*出典*:
"""

「チェチェンへ アレクサンドラの旅(原題:アレクサンドラ)」は、天皇ヒロヒトを描いた「太陽」のアレクサンドル・ソクーロフ監督作品である。チェチェン共和国の首都・グロズヌイにある現実のロシア軍駐屯地とその周辺でオールロケーションを敢行し、フィクションとノンフィクションの狭間で戦争の現実を描き出した。
ストーリーそのものはシンプルだ。職業軍人の孫を駐屯地に訪ね、また帰国する一人の老婦人の物語。時間にすればたった3日間のできごとにすぎない。しかしアレクサンドラはすべてを目にしようと駐屯地内や周辺の市場をおぼつかない足取りで歩き回る。彼女が目にする徴兵された兵士たちは皆一様に若い。いがぐり頭をアレクサンドラになでられ、うれしそうな顔をする若者たちだ。「結婚しないの?」「ロシア人の女は嫌いだ」「どうして?」「金のことばかり言うから」。無邪気な会話。彼が女性に触れたのはいつなんだろう。
そして職業軍人の孫・デニスは任務に倦(う)み疲れ、薄汚れている。「自分たちは現地の住民から嫌われているばかりではなく、恐れられてもいない」。意味をなさない駐留に人生をとろとろと搾り取られていく苦痛。そこには戦争の美学などみじんもない。
かつて米国の批評家、スーザン・ソンタグは著書の中で、戦争写真、反戦映画に潜むエンターテインメント性を、他者の苦痛を眺める目線に潜む自己欺瞞を開示してみせた。華々しい戦闘シーン、銃弾に倒れる兵士、祖国を思って涙する少年兵……。これら過剰に劇的な映像は「反戦」の名を掲げながら、逆にヒロイックな幻想をかきたてる。
しかし「アレクサンドラ」には一発の銃声すら響かない。登場する武器といえば旧式の小銃、ホコリまみれの狭苦しい装甲車、ときおりスクリーンを横切る戦闘ヘリくらいだ。あとは赤茶けた大地と迷彩色しか存在しない世界での生活──食事、洗面、睡眠、武器の手入れ、歩哨勤務──の繰り返しが無限に続く。映画全体を覆う主旋律をひとことで表すなら「徒労感」だろう。

"""

*課題の指示*:
(a) 映画評によると、「反戦」を掲げる過剰に劇的な映像が反戦の意図に反する働きをするのはなぜか。1〜3文で説明せよ。
(b) 下に続くリストの全行を、一字も変えずにそのまま抜き出せ。

*データセット一覧*:
"""

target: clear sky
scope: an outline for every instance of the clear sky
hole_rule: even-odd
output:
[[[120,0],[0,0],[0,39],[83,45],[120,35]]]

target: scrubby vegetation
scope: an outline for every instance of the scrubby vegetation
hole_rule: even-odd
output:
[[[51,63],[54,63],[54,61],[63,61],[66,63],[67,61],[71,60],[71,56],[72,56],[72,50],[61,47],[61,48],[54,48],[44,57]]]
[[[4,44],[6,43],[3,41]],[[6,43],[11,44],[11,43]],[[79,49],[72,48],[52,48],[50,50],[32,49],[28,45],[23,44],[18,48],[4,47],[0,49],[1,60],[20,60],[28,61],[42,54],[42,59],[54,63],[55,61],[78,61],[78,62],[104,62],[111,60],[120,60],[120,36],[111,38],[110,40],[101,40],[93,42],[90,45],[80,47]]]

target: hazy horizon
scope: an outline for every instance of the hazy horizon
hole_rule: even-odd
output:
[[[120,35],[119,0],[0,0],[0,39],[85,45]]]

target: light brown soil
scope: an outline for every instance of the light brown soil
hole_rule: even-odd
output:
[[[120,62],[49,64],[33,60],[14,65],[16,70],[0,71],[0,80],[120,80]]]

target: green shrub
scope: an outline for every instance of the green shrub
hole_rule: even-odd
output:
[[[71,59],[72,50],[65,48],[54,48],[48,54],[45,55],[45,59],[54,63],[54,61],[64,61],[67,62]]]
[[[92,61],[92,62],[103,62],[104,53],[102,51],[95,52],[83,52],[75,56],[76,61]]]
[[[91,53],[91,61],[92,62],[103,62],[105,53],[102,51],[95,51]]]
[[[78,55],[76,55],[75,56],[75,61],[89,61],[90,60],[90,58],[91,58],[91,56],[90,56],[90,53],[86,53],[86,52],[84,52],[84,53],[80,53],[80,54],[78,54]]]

"""

*各課題の解答*:
(a) 華々しい戦闘シーン、銃弾に倒れる兵士、祖国を思って涙する少年兵といった過剰に劇的な映像は、「反戦」の名を掲げながら、逆にヒロイックな幻想をかきたてるからである。

(b)
target: clear sky
scope: an outline for every instance of the clear sky
hole_rule: even-odd
output:
[[[120,0],[0,0],[0,39],[83,45],[120,35]]]

target: scrubby vegetation
scope: an outline for every instance of the scrubby vegetation
hole_rule: even-odd
output:
[[[51,63],[54,63],[54,61],[63,61],[66,63],[67,61],[71,60],[71,56],[72,56],[72,50],[61,47],[61,48],[54,48],[44,57]]]
[[[4,44],[6,43],[3,41]],[[6,43],[11,44],[11,43]],[[79,49],[72,48],[52,48],[50,50],[32,49],[28,45],[23,44],[18,48],[4,47],[0,49],[1,60],[20,60],[28,61],[42,54],[42,59],[54,63],[55,61],[78,61],[78,62],[104,62],[111,60],[120,60],[120,36],[111,38],[110,40],[101,40],[93,42],[90,45],[80,47]]]

target: hazy horizon
scope: an outline for every instance of the hazy horizon
hole_rule: even-odd
output:
[[[120,35],[119,0],[0,0],[0,39],[85,45]]]

target: light brown soil
scope: an outline for every instance of the light brown soil
hole_rule: even-odd
output:
[[[120,62],[49,64],[33,60],[14,65],[16,70],[0,71],[0,80],[120,80]]]

target: green shrub
scope: an outline for every instance of the green shrub
hole_rule: even-odd
output:
[[[71,59],[72,50],[65,48],[54,48],[48,54],[45,55],[45,59],[54,63],[54,61],[64,61],[67,62]]]
[[[92,61],[92,62],[103,62],[104,53],[102,51],[95,52],[83,52],[75,56],[76,61]]]
[[[91,53],[91,61],[92,62],[103,62],[105,53],[102,51],[95,51]]]
[[[78,55],[76,55],[75,56],[75,61],[89,61],[90,60],[90,58],[91,58],[91,56],[90,56],[90,53],[86,53],[86,52],[84,52],[84,53],[80,53],[80,54],[78,54]]]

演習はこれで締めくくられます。